• Penggalan Dokumen:

Selasa, 30 Juli 2013

Budaya Menulis yang Rendah


Menulis adalah bentuk kegiatan kedua yang harus dilakukan setelah membaca. Seperti yang dilakukan kebanyakan orang menulis untuk menuangkan apa yang ada dalam pikiran kita kedalam bentuk aksara. Menulis merupakan bentuk intepretasi buah pikiran selain berbicara. Prosesnya sederhana saja, dari membaca kemudian input materi bacaan masuk kedalam otak dan kemudian diolah dalam otak melalui serangkaian proses yang kemudian diaktulisasikan lewat bahasa oral, bahasa tulisan atau cukup disimpan dalam ingatan si pembaca. Input yang masuk dan bersarang dalam otak lebih baik dituangkan dalam bentuk tulisan atau lesan. Layaknya sebuah pancuran air, agar tidak penuh dan tumpah maka bak air sebaiknya dialirkan dalam lubang pancuran yang mengalir menuju wadah yang lainnya. Begitu pula kerja otak kita yang semakin lama semakin banyak otak menampung input yang jika tidak dialirkan dalam bentuk tulisan atau lesan maka yang terjadi adalah lupa.

• Permintaan:
Periksa apakah setiap pernyataan di bawah ini sesuai dengan teks tentang budaya menulis di atas, lalu jawab ya atau tidak beserta kutipan persis kata-kata teks yang menentukannya.
1. Menulis disebut sebagai kegiatan kedua yang dilakukan setelah membaca.
2. Input dalam otak yang tidak dituangkan lewat tulisan atau lisan akan tetap tersimpan kuat dalam ingatan.
3. Teks mengibaratkan kerja otak dengan sebuah pancuran air.

• Data yang Disediakan:
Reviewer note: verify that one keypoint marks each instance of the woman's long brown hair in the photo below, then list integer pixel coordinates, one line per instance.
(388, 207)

• Penyelesaian:
1. Ya: "Menulis adalah bentuk kegiatan kedua yang harus dilakukan setelah membaca."
2. Tidak: "maka yang terjadi adalah lupa."
3. Ya: "Layaknya sebuah pancuran air"